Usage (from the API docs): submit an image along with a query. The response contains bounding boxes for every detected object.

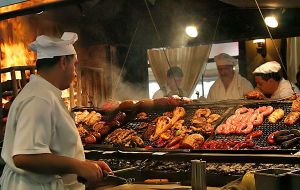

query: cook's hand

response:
[94,160,113,175]
[76,161,103,186]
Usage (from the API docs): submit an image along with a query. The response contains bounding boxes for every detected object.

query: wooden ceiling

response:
[0,0,300,47]
[220,0,300,8]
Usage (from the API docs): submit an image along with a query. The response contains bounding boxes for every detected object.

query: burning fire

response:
[0,42,35,81]
[0,18,36,82]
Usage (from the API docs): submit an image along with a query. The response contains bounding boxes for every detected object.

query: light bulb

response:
[265,16,278,28]
[185,26,198,38]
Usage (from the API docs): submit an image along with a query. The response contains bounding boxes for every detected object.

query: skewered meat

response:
[206,114,221,123]
[143,124,156,140]
[180,134,204,149]
[163,111,173,118]
[100,100,120,112]
[84,134,97,144]
[246,130,263,140]
[172,119,184,130]
[171,107,185,125]
[284,112,300,125]
[268,108,284,123]
[234,107,248,115]
[84,111,102,126]
[191,116,207,124]
[105,128,136,145]
[281,137,300,148]
[160,130,173,140]
[119,100,137,110]
[166,135,185,148]
[150,116,172,141]
[267,131,278,144]
[246,90,266,100]
[150,107,185,141]
[77,125,88,138]
[136,112,148,120]
[290,129,300,137]
[131,135,144,147]
[292,97,300,112]
[136,99,154,110]
[195,108,211,117]
[74,110,89,124]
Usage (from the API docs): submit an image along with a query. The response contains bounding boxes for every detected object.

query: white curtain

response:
[286,37,300,83]
[147,45,211,96]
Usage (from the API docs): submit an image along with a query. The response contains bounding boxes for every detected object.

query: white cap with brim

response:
[253,61,281,74]
[29,32,78,59]
[214,53,237,66]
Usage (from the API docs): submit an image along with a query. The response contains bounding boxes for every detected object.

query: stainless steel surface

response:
[191,160,207,190]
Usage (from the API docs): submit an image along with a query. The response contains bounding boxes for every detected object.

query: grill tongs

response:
[77,167,137,184]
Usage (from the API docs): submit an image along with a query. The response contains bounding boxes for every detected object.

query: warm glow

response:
[185,26,198,38]
[265,16,278,28]
[0,18,36,82]
[0,0,63,13]
[253,39,266,44]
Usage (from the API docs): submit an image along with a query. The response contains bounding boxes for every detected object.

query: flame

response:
[0,0,63,13]
[0,42,35,81]
[0,17,36,82]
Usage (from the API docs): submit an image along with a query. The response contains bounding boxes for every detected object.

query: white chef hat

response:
[253,61,281,74]
[29,32,78,59]
[214,53,237,66]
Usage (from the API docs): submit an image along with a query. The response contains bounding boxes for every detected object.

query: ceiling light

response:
[185,26,198,38]
[265,16,278,28]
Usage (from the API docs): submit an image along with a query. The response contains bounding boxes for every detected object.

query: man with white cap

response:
[253,61,297,99]
[1,32,111,190]
[207,53,253,101]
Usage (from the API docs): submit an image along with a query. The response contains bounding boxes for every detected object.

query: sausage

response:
[284,112,300,125]
[267,131,279,144]
[281,137,300,148]
[232,141,255,150]
[290,129,300,137]
[166,135,185,148]
[268,108,284,123]
[274,134,295,143]
[274,130,290,137]
[168,143,180,150]
[246,130,263,140]
[241,123,253,135]
[253,114,264,126]
[261,106,274,116]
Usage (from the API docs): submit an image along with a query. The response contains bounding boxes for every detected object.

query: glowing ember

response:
[0,17,36,82]
[0,42,35,81]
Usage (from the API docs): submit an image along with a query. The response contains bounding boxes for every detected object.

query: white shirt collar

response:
[30,74,62,98]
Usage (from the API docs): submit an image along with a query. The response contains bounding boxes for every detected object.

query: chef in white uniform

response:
[253,61,299,99]
[152,66,187,99]
[1,32,111,190]
[207,53,253,101]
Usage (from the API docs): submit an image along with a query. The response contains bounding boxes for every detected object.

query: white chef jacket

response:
[152,87,187,99]
[1,75,85,190]
[271,78,298,99]
[207,73,253,101]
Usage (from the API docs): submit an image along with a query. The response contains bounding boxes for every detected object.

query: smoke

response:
[111,62,146,100]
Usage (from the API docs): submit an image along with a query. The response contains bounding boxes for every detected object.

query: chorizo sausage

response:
[268,108,284,123]
[267,131,279,144]
[246,130,263,140]
[281,137,300,148]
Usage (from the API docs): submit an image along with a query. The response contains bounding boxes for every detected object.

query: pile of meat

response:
[215,106,274,135]
[74,110,126,144]
[143,107,221,149]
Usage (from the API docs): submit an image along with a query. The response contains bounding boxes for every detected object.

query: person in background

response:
[207,53,253,101]
[1,32,111,190]
[296,69,300,89]
[152,66,187,99]
[253,61,298,99]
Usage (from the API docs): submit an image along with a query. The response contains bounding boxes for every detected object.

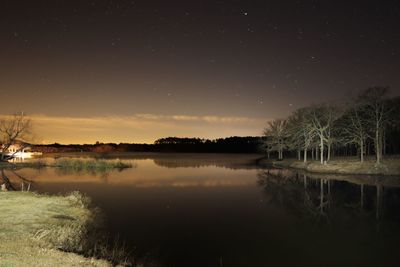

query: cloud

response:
[9,114,267,144]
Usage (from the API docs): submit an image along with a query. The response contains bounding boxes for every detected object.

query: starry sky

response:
[0,0,400,143]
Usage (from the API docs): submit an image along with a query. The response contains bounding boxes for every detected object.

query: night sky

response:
[0,0,400,143]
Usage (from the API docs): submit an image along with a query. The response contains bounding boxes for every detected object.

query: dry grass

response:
[0,192,111,267]
[273,157,400,175]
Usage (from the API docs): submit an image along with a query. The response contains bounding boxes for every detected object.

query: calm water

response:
[4,154,400,267]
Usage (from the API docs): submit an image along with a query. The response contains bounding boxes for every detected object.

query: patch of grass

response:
[273,156,400,175]
[0,192,130,266]
[50,159,132,172]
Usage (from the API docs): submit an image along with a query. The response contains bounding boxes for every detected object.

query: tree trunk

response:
[360,138,364,163]
[326,144,331,162]
[319,136,324,164]
[375,128,381,164]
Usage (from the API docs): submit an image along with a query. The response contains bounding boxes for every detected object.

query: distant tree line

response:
[33,136,265,153]
[263,87,400,164]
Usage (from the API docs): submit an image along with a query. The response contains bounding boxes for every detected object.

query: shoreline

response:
[0,191,113,267]
[259,157,400,176]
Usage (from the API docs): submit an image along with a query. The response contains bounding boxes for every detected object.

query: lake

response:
[4,153,400,267]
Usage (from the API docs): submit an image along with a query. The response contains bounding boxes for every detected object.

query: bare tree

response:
[358,86,391,164]
[0,112,31,161]
[340,103,368,162]
[264,119,287,159]
[310,105,339,164]
[288,108,315,163]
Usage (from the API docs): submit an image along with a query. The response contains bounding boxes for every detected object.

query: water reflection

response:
[257,168,400,228]
[4,154,400,267]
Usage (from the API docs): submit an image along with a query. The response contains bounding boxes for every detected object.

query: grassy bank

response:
[0,192,111,267]
[264,157,400,175]
[0,158,133,172]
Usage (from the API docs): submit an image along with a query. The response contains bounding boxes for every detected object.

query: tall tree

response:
[288,108,315,163]
[358,86,391,164]
[340,102,368,162]
[264,119,287,159]
[310,105,339,164]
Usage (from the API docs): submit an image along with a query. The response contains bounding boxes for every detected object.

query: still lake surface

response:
[9,154,400,267]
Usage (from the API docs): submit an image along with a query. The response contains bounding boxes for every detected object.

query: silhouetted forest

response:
[264,86,400,164]
[33,136,265,153]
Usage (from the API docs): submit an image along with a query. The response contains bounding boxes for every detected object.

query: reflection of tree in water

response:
[258,168,400,228]
[258,169,329,222]
[1,168,34,191]
[153,156,264,170]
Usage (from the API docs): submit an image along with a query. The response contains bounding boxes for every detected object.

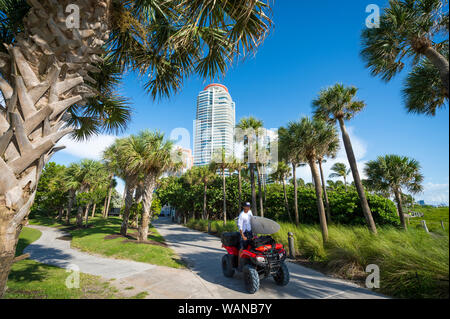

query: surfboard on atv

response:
[221,217,289,294]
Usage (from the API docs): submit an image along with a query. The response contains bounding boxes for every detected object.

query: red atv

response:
[222,232,289,294]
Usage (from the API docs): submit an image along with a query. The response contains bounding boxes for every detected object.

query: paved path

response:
[24,222,382,299]
[24,225,218,299]
[153,217,385,299]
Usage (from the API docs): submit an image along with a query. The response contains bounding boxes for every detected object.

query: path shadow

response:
[154,219,377,299]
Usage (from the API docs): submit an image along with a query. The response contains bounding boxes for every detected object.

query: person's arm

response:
[238,213,247,240]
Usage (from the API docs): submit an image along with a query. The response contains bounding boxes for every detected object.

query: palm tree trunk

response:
[138,174,156,242]
[91,203,97,218]
[222,167,227,225]
[77,205,83,227]
[309,159,328,243]
[250,163,258,216]
[283,177,292,223]
[0,0,110,298]
[102,196,108,218]
[105,186,113,218]
[238,168,242,214]
[202,183,208,219]
[292,163,300,226]
[423,46,449,98]
[319,159,331,223]
[256,164,264,217]
[394,189,408,230]
[339,118,377,234]
[120,183,134,236]
[84,203,91,227]
[66,190,75,225]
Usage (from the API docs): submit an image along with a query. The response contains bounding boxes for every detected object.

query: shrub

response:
[264,184,400,226]
[273,223,449,298]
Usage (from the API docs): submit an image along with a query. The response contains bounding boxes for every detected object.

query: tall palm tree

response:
[191,166,216,219]
[296,117,338,242]
[103,137,139,236]
[271,161,292,223]
[0,0,271,296]
[118,130,177,241]
[328,163,351,191]
[236,116,264,215]
[403,50,449,116]
[63,163,81,225]
[210,148,233,225]
[75,159,102,227]
[278,122,304,225]
[361,0,449,106]
[364,155,423,229]
[312,84,377,234]
[231,157,248,214]
[317,137,339,223]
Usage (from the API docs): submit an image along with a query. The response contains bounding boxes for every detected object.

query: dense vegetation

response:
[157,176,399,226]
[187,219,449,298]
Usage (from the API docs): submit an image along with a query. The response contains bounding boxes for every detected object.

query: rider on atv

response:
[237,202,253,268]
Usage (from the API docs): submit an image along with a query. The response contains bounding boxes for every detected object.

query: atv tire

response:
[273,263,290,286]
[243,265,259,294]
[222,255,234,278]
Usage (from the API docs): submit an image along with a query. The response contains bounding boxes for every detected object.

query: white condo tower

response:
[194,84,235,166]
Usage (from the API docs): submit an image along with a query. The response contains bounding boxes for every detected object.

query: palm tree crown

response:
[312,83,366,123]
[361,0,449,106]
[365,155,423,229]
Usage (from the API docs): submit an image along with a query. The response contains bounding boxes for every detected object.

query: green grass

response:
[16,227,42,256]
[4,227,118,299]
[66,217,185,268]
[186,219,449,298]
[410,206,449,235]
[274,223,449,298]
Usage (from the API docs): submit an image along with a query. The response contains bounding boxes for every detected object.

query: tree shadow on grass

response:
[8,261,46,283]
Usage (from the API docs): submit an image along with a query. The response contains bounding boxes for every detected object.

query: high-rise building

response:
[194,84,235,166]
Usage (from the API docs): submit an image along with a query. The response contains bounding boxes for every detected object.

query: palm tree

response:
[328,163,351,191]
[118,130,177,241]
[292,117,338,242]
[191,166,216,219]
[63,163,81,225]
[317,137,339,223]
[103,137,139,236]
[231,157,248,214]
[271,161,292,223]
[210,148,233,225]
[0,0,271,296]
[365,155,423,229]
[312,84,377,234]
[236,116,264,216]
[278,122,304,225]
[361,0,449,105]
[403,52,448,116]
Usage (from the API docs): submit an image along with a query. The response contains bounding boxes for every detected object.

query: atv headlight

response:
[256,256,266,263]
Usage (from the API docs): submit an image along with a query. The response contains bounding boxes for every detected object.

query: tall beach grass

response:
[187,219,449,298]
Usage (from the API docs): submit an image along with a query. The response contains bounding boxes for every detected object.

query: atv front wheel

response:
[243,265,259,294]
[222,255,234,277]
[273,263,289,286]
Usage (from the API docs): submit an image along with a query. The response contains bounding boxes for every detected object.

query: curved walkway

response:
[24,222,385,299]
[24,225,215,299]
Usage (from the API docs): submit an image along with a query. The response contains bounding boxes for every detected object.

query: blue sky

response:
[53,0,449,203]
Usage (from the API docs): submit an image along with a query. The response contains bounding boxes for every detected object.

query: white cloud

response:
[413,182,449,205]
[58,134,117,160]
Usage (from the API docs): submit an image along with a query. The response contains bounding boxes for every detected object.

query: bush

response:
[264,184,400,226]
[273,223,449,298]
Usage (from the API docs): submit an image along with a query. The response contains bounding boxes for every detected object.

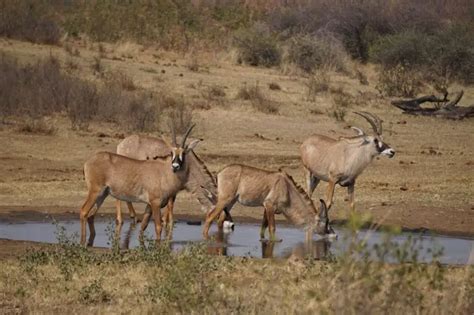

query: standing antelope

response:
[80,125,199,246]
[116,127,233,231]
[300,112,395,211]
[203,164,333,241]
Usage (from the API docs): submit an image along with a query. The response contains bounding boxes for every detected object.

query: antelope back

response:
[186,151,217,211]
[117,135,171,160]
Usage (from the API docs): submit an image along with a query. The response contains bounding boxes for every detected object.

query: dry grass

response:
[0,225,474,314]
[0,41,474,237]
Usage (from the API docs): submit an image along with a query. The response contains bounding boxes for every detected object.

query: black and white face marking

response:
[374,138,395,158]
[171,150,185,172]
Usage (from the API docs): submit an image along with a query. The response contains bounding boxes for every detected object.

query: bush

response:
[162,96,193,134]
[370,30,433,67]
[18,119,57,136]
[376,64,422,97]
[370,24,474,84]
[288,35,347,73]
[306,71,330,101]
[237,82,278,114]
[0,0,62,45]
[234,24,281,67]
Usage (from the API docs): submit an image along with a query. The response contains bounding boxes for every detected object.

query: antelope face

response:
[171,148,186,173]
[373,137,395,158]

### WRITTEN INSTRUCTION
Please show each line from the rows above that contains the word "tall".

### SOLUTION TO THIS TASK
query: tall tree
query: tall palm tree
query: tall beach grass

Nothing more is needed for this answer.